──────── Texto para leitura

Vamos a uma conversa imaginária ocorrida em uma possível família proletária brasileira dos nossos dias. Lá está o visitante: Márcio, um velho marinheiro de 74 anos, veio de uma metrópole brasileira visitar a filha Joana, que mudou-se recentemente para uma cidade do interior com os dois filhos, ambos adolescentes. A notícia de que num determinado hospital de uma cidade brasileira, está faltando medicamentos, ar condicionado, água e até médicos, nos choca e pode ser noticiada de muitas maneiras por uma reportagem. Mas imaginemos o velho marinheiro Márcio, após entrar na casa da filha e distribuir beijos e abraços, reportando este fato ocorrido na sua cidade de origem . Ele se senta, apoia as costas numa cadeira de madeira que range, e trata do citado fato ao mencionar o menino Zequinha, filho da vizinha Dona Maria, que foi levado às pressas de madrugada para o hospital com uma crise de apendicite. Por não ter nenhum transporte público àquela hora da noite, Márcio prontamente pegou o seu carro e levou a mãe e o filho a um hospital público. Apesar dos esforços dos enfermeiros, o local não tem estrutura(vagas, água, medicamentos etc) e o garoto de apenas 7 anos acabou morrendo. O impacto sobre os presentes é indescritível... Todos se lembram da Dona Maria e do Zequinha, e sofrem um bocado com a notícia(todos perderam a fome... O bolo de fubá posto sobre a mesa ficou intocado). Mesmo que esta família nunca tenha ouvido falar em conceitos como luta de classes, seus membros sentem institivamente de que lado eles estão na arena social/política.

────────────────
──────── Dados fornecidos

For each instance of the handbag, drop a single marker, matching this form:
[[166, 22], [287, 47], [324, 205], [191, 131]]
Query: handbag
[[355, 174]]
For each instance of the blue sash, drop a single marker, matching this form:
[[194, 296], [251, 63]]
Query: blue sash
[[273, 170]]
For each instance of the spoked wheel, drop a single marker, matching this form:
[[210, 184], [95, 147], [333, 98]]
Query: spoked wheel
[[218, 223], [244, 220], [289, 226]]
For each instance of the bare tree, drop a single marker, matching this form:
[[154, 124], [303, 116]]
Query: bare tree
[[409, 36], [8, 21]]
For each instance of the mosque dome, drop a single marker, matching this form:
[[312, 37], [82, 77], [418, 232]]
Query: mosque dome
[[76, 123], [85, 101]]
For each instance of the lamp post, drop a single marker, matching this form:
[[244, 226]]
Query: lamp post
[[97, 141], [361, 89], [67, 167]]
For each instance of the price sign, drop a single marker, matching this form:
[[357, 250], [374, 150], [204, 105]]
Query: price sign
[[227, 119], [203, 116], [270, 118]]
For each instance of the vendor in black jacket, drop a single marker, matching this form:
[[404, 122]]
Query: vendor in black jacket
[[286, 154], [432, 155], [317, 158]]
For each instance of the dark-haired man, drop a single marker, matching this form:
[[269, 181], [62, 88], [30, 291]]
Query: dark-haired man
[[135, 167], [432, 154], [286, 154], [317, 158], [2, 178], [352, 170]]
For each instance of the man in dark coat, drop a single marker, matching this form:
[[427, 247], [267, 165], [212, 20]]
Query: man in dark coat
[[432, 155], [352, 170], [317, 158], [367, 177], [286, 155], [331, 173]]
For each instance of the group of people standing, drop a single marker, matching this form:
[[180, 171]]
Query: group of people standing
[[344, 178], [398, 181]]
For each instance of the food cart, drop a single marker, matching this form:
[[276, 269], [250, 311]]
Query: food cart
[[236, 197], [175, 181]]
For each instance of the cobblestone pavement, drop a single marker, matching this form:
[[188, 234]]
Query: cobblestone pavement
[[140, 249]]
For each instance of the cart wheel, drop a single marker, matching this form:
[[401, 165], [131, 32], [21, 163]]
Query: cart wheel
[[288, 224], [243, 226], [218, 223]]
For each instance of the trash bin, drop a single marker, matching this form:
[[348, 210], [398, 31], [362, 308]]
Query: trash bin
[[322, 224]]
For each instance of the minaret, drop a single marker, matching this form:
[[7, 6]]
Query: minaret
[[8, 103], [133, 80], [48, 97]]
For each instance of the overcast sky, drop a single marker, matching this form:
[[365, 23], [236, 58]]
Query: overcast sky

────────────────

**Tarefas a resolver:**
A) Responda às perguntas abaixo com base no texto sobre a visita de Márcio à filha.
(i) Quantos anos tem Márcio?
(ii) Por que Márcio levou a mãe e o filho ao hospital no próprio carro?
(iii) O que ficou intocado sobre a mesa depois da notícia?
B) Prossiga com o texto sobre a visita de Márcio à filha, começando logo após a última frase apresentada.

**Respostas apresentadas:**
A)
(i) Márcio tem 74 anos.
(ii) Ele os levou porque não havia nenhum transporte público àquela hora da noite.
(iii) O bolo de fubá ficou intocado sobre a mesa.

B)
Obviamente que a tragédia do Zequinha, somada às privações e dificuldades no dia a dia dos trabalhadores brasileiros, são em si insuficientes para despertar o inconformismo e a luta por mudanças. Mas se alguém como a Dona Joana e seu filho mais velho Miguel, que passa as noites lendo e tendo ideias, decidirem escrever estas histórias e publica-las, eles estarão inseridos num movimento intelectual em que o texto jornalístico e o texto literário podem tornar-se expressões de crítica e resistência. Este tipo de literatura estará inserida na gigantesca luta política da classe trabalhadora. As centenas de milhares de mães como Dona Maria precisam ser autoras e juntas a outros trabalhadores devem desenvolver o hábito de anotar, de relatar sua realidade e suas lutas. Isto em parte já existe, está documentado, como atestam por exemplo os artigos, os contos e as peças de teatro que autores proletários redigiram em cidades como São Paulo e Rio de Janeiro durante o início do século passado. Hoje, além da necessidade de controlar os meios de produção literária, os trabalhadores devem apropriar-se de documentos históricos para escrever suas versões da história das lutas dos oprimidos no Brasil e no mundo.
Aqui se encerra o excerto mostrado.